### Work required
From the article below on Lithuania's social insurance reform, return word for word the passage that begins at the words "The draft amendments to" and stops after the words "the parliament's sitting.".

### Text segment
VILNIUS - The Lithuanian parliament on Friday took another step toward adopting a part of the government's proposed tax reform package, including setting a ceiling on social insurance contributions, shifting a part of these contributions onto the employee and taxing it at 19.5 percent, and using only central government budget funds to pay the basic part of pensions.
The draft amendments to the Law on State Social Insurance passed the second reading in the Seimas with 64 votes in favor, 16 against and 26 abstentions.
"By this decision, we are improving Sodra's situation. And the basic pension becomes the responsibility of the state budget," MP Tomas Tomilinas of the ruling Lithuanian Farmers and Greens Union (LFGU).
MP Gintare Skaiste of the opposition Homeland Union–Lithuanian Christian Democrats said, however, that the decisions will weaken both the state social insurance fund Sodra, the first pillar of the pension system, and private pension funds, its second pillar.
"Although there are some good things in the law that we could back, there are other things, too. Perhaps we should take an integrated approach to the system," the lawmaker said during the parliament's sitting.
"It seems to me that we are making the first pillar weaker. Although we are transferring the basic pension to the state budget, no extra money is emerging. We are putting everything on the shoulders of private pension funds. We are really weakening the second pillar of the pension system," she said.
The Seimas separately approved a ceiling on Sodra contributions, a measure not supported by the parliament's Committee on Budget and Finance. The Committee on Social Affairs and Labor initially disapproved of it, but subsequently endorsed compromise proposals.
Tomilinas described the Sodra ceiling as a key issue of the reform.
If the proposal passes the third and final reading, a ceiling of 120 average salaries per year will be introduced in 2019 and would be lowered to 84 average salaries in 2020 and to 60 salaries in 2021.
The government had proposed to apply the ceiling to the entire social insurance contribution, but it was later decided that it would not apply to the mandatory health insurance part of the contribution.
It is expected that Sodra's revenue loss resulting from the introduction of the ceiling would be offset by progressive personal income rates.
The parliament also approved on the second reading the government's revised proposal to tax the part of social insurance contributions payable by the employee at 19.5 percent, and that payable by the employer, at 1.47 percent. The government initially proposed an 18.5 percent rate.
The draft amendments call for recalculating the employee's gross salary by increasing it by a factor of 1.289. The employee would pay pension, sickness, maternity and health insurance contributions and the employer would only pay social insurance against accidents at work and occupational diseases.
The final vote on the proposals is scheduled for June 28.

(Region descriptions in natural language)
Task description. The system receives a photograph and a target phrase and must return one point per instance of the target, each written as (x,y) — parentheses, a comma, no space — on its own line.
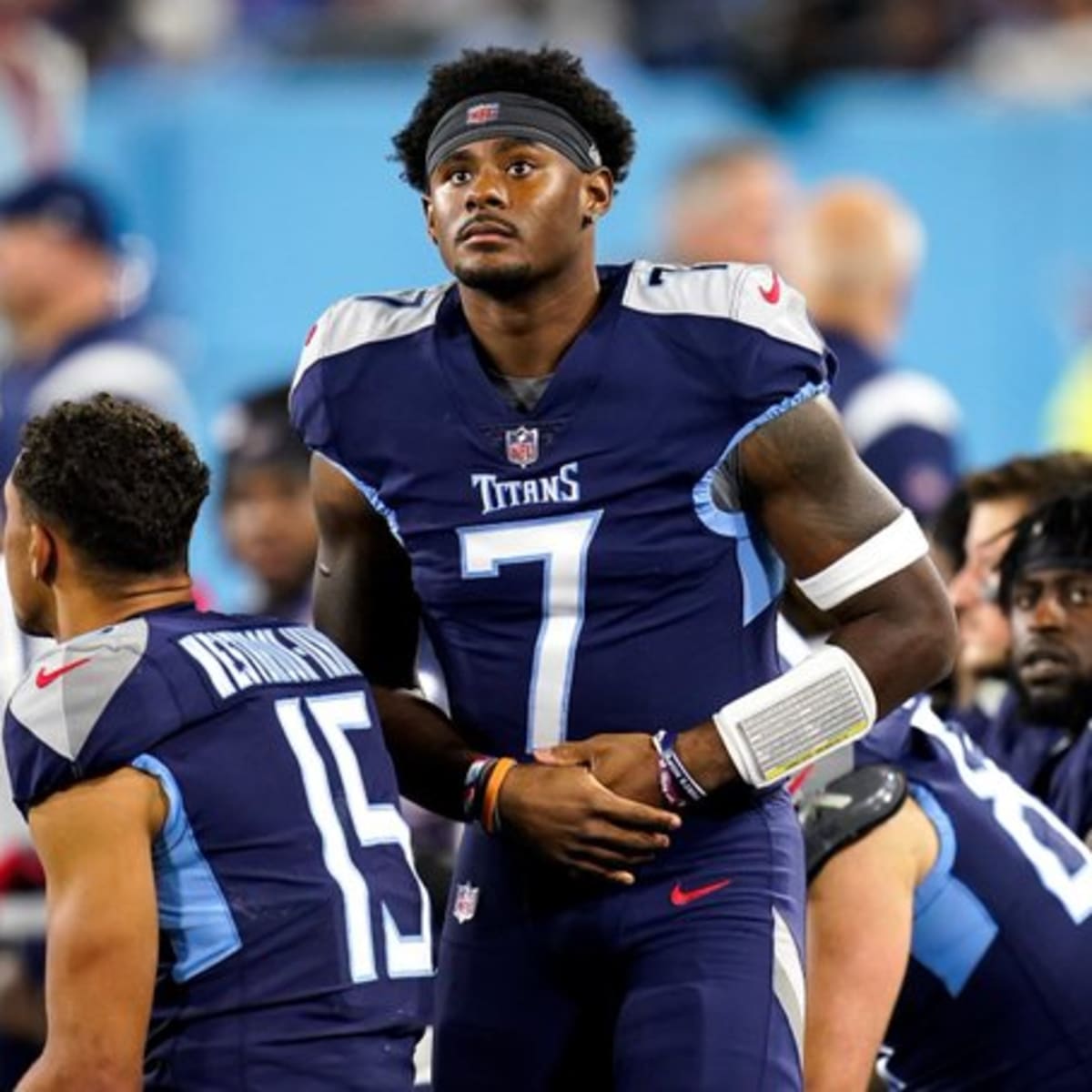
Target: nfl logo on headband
(481,113)
(521,445)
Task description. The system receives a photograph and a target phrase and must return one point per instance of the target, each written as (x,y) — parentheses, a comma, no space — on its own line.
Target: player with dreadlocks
(1046,591)
(579,483)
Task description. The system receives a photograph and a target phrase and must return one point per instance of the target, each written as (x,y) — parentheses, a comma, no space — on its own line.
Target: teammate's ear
(426,207)
(599,194)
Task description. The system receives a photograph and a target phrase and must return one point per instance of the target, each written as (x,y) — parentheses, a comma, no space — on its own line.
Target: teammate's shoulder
(847,809)
(363,320)
(753,295)
(66,689)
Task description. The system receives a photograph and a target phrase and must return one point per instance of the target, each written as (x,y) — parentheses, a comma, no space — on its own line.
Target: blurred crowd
(1027,47)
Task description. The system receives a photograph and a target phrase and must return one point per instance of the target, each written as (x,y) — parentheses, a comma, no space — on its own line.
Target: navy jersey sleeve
(905,427)
(83,710)
(746,327)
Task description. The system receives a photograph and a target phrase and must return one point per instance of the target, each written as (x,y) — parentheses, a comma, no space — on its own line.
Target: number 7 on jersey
(561,546)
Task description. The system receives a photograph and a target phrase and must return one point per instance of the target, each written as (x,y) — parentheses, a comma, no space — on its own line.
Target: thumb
(563,754)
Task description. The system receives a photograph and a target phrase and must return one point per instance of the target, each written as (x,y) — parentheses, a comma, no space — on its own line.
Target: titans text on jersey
(581,568)
(998,991)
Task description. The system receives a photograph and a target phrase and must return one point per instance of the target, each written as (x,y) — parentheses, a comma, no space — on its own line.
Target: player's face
(983,628)
(270,527)
(32,263)
(30,598)
(509,213)
(1052,644)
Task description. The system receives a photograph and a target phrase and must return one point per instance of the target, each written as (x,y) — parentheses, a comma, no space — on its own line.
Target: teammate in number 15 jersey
(582,481)
(230,895)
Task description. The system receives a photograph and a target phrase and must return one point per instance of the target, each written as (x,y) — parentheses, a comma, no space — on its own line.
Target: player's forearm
(385,652)
(430,753)
(63,1071)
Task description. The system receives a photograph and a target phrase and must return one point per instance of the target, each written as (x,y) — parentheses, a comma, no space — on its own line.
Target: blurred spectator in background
(984,703)
(72,332)
(1036,50)
(729,202)
(266,507)
(42,86)
(947,534)
(854,251)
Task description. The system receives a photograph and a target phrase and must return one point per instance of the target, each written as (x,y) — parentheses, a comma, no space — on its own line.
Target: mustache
(1044,650)
(490,223)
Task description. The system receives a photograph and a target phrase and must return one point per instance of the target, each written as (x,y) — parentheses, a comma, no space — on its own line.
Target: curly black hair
(555,76)
(1058,531)
(124,484)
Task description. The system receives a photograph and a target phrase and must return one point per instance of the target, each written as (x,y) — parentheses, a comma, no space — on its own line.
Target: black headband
(509,114)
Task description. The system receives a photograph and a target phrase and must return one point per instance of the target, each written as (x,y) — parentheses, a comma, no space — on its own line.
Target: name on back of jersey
(497,492)
(238,660)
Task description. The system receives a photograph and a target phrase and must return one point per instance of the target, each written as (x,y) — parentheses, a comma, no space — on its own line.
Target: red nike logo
(773,294)
(681,898)
(44,677)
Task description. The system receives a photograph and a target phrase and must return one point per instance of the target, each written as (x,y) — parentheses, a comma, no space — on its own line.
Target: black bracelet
(683,781)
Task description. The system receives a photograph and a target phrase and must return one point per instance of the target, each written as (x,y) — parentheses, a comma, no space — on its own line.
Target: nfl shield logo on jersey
(465,905)
(521,446)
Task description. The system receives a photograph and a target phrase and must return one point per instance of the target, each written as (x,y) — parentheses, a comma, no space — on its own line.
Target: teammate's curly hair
(555,76)
(1059,530)
(124,484)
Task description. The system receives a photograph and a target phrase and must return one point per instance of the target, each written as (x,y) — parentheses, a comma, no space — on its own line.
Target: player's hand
(568,817)
(625,763)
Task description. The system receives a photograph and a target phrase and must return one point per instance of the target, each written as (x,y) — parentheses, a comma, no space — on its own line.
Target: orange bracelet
(500,771)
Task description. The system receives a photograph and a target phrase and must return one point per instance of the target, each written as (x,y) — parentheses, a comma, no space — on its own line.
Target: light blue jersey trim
(371,495)
(953,929)
(760,569)
(192,909)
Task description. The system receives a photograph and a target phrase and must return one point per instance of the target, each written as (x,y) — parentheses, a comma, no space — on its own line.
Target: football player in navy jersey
(578,484)
(949,923)
(1046,590)
(232,902)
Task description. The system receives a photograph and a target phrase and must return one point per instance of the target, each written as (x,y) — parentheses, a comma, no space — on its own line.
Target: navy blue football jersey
(295,948)
(998,992)
(904,424)
(1026,752)
(581,565)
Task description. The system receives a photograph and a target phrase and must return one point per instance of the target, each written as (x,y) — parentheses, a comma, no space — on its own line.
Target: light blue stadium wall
(268,195)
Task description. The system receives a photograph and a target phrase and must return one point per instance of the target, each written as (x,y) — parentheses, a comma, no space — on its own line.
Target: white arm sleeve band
(824,703)
(901,543)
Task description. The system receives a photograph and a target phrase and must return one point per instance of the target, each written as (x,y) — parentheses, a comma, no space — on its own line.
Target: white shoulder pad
(126,369)
(66,689)
(895,399)
(754,295)
(360,320)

### Output for this exercise
The draft amendments to the Law on State Social Insurance passed the second reading in the Seimas with 64 votes in favor, 16 against and 26 abstentions.
"By this decision, we are improving Sodra's situation. And the basic pension becomes the responsibility of the state budget," MP Tomas Tomilinas of the ruling Lithuanian Farmers and Greens Union (LFGU).
MP Gintare Skaiste of the opposition Homeland Union–Lithuanian Christian Democrats said, however, that the decisions will weaken both the state social insurance fund Sodra, the first pillar of the pension system, and private pension funds, its second pillar.
"Although there are some good things in the law that we could back, there are other things, too. Perhaps we should take an integrated approach to the system," the lawmaker said during the parliament's sitting.